### Reading passage
As someone who for a long time now has been dedicated to the newest of the new in the contemporary arts, I of course have a low tolerance for so-called "comfort food" projects; that is, the act of revisiting a set of fictional characters or a certain fictional milieu over and over again, not show more because the milieu is necessarily good but merely for the warm, cozy sense of the familiar such an activity provides. After all, it's this exact compulsion that inspires the lowest and crappiest forms of the arts altogether: the endless soap operas, the endless cop and lawyer and doctor television shows, the endless mystery novels all featuring a quirky detective protagonist. But that said, I confess that I too fall prey to this pleasant sense of the familiar sometimes, that happy sense of the known and understood that comes to eventually supersede whether or not any particular project is any good, the artistic equivalent of sleeping every night in a favorite t-shirt despite it being old and ratty and a little smelly.

One such comfort-food subject for me, for example, is that of Sherlock Holmes, that delightfully sociopathic private detective of Victorian-Age London, the invention of doctor-turned-author Arthur Conan Doyle in the late 1800s, a character who ended up being featured in a total of four of Doyle's novels and 56 of his stories. After all, even since a child I have always deeply connected with Holmes, and have always empathized with the tortured situation he found himself in; a brilliant rationalist with a barely disguised contempt for humanity, he was much too smart to be a cop and much too arrogant to be a politician, instead adopting the freelancer's life and collecting massive amounts of knowledge just to satisfy his own intellectual curiosity, forced into heavy opium use during down-times of his life just to get his brain to slow down a little. Add to this, then, that Doyle's Holmes stories were one of the first projects of my childhood to introduce me to Victorian-Era England, a time in both history and the arts I have come to have a deep love for as a middle-aged adult; perhaps, then, you can see why the mere idea of Sherlock Holmes produces a certain sense of happiness and contentment in me, the mere thought of sitting down and reading yet another one of his adventures.

### Exercise aim
According to the passage on Sherlock Holmes above, in how many of Arthur Conan Doyle's novels and stories does Holmes appear?

### Information provided
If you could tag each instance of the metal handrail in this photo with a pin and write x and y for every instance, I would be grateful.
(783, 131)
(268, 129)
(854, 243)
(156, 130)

### Worked answer
Four novels and 56 stories.